# Recorded data:
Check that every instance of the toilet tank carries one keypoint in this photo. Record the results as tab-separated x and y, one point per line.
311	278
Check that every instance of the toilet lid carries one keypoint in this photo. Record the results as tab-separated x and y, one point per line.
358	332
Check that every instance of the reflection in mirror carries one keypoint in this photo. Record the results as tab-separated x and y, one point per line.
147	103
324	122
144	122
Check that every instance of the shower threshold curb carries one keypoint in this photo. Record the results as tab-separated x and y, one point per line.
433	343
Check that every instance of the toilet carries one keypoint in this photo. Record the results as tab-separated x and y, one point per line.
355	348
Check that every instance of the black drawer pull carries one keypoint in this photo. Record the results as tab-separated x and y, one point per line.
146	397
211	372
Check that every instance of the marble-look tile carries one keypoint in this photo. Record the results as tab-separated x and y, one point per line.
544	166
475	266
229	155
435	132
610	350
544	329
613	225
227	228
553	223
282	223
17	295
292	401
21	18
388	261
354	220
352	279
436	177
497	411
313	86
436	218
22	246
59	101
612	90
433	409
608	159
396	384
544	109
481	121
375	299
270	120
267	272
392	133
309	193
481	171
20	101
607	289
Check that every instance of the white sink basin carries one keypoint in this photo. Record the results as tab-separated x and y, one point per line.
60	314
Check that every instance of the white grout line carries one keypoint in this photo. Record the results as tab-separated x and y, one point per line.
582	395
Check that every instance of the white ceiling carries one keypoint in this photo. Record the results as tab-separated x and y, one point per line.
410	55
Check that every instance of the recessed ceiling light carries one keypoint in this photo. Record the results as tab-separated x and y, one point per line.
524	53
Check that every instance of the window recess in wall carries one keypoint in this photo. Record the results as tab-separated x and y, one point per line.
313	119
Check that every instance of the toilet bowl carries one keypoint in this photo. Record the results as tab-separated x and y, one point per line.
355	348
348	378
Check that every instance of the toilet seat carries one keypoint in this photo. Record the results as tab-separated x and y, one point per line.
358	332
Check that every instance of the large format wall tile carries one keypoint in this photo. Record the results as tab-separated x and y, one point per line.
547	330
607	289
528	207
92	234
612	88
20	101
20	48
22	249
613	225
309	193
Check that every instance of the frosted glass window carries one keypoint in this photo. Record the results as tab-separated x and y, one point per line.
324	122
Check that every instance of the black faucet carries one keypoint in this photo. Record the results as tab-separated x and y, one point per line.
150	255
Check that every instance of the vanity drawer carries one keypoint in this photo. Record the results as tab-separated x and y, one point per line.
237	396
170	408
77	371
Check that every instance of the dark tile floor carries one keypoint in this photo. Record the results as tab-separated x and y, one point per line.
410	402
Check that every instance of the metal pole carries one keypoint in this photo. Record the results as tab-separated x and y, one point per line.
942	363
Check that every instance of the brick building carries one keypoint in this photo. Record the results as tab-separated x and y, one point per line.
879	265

# What you have to do:
Reproduce all of the lines above verbatim, in the same order.

# Written solution:
Check that every instance of the toilet tank carries one keypoint in this photo. Record the results as tab-separated x and y, one point per line.
311	278
Check that every instance of the toilet lid carries one keypoint in this photo. Record the results as tab-separated x and y, one point per line.
358	332
Check that every instance of the reflection in mirror carries one keypoint in this photo. Record the results as tab-separated x and y, one point per line.
147	103
324	122
144	122
Check that every instance of the shower threshold curb carries one keypoint in this photo. Record the results as tab-separated x and y, one point per line.
433	343
Check that every instance of the toilet carries one keypoint in this photo. Record the results as tab-separated x and y, one point per line.
355	348
Check that every instance of the black drawer pull carries one keypoint in this photo. Record the results as tab-separated x and y, one point per line.
146	397
211	372
Check that every instance of the marble-look tile carries one keypoint in this photo. Record the results as tab-separated x and y, one point per line.
544	166
475	266
229	155
435	132
610	350
544	329
613	225
227	228
553	223
282	223
17	295
292	401
21	18
388	261
354	220
352	279
436	177
497	411
313	86
436	218
22	246
59	101
612	90
433	409
608	159
396	384
544	109
481	121
375	299
270	120
267	272
392	133
309	193
481	171
20	101
607	289
Check that every instance of the white sink basin carries one keypoint in this photo. Record the results as tab-separated x and y, one point per line.
60	314
Check that every instance of the white grout line carries one keypoint in this photo. Record the results as tab-separated x and y, one point per line.
582	395
Check that every instance of the white ceiling carries one keypoint in this photo. Record the results as tab-separated x and y, one point per line.
410	55
Check that every instance of the recessed ceiling light carries one keypoint in this photo. Record the results as tab-separated x and y, one point per line.
524	53
Check that every instance of the window recess in wall carries one keypoint in this photo. Record the results as tab-separated x and y, one point per line.
313	119
Check that every instance of the toilet bowl carries one keypoint in this photo. Record the results as tab-separated x and y, one point per line.
355	348
348	378
Check that every instance of the toilet seat carries one keypoint in this photo. Record the results as tab-separated x and y, one point per line.
358	332
Check that every instance of the large format wall tile carries one keypoint in this photo. Record the results as tab-separated x and y, one point per line.
547	330
607	289
528	207
92	234
612	88
20	101
20	48
22	249
613	225
309	193
Check that every instance of the frosted glass window carries one keypoint in this photo. Record the results as tab-separated x and y, one point per line.
324	122
Check that every instance of the black faucet carries one keypoint in this photo. Record the results as tab-separated x and y, one point per line.
150	255
Check that every instance of the vanity drawer carries one keypoint in this photo. Record the results as tab-separated x and y, one point per line.
237	396
170	408
77	371
Check that every instance of the dark tile floor carries one keypoint in this photo. Record the results as tab-separated x and y, one point per line.
410	402
Check that every instance of the metal pole carries one keypoint in this photo. Record the results as tab-separated x and y, one point per line.
942	363
Check that every instance of the brick building carries one keypoint in this photo. Record the results as tab-separated x and y, one point per line.
879	265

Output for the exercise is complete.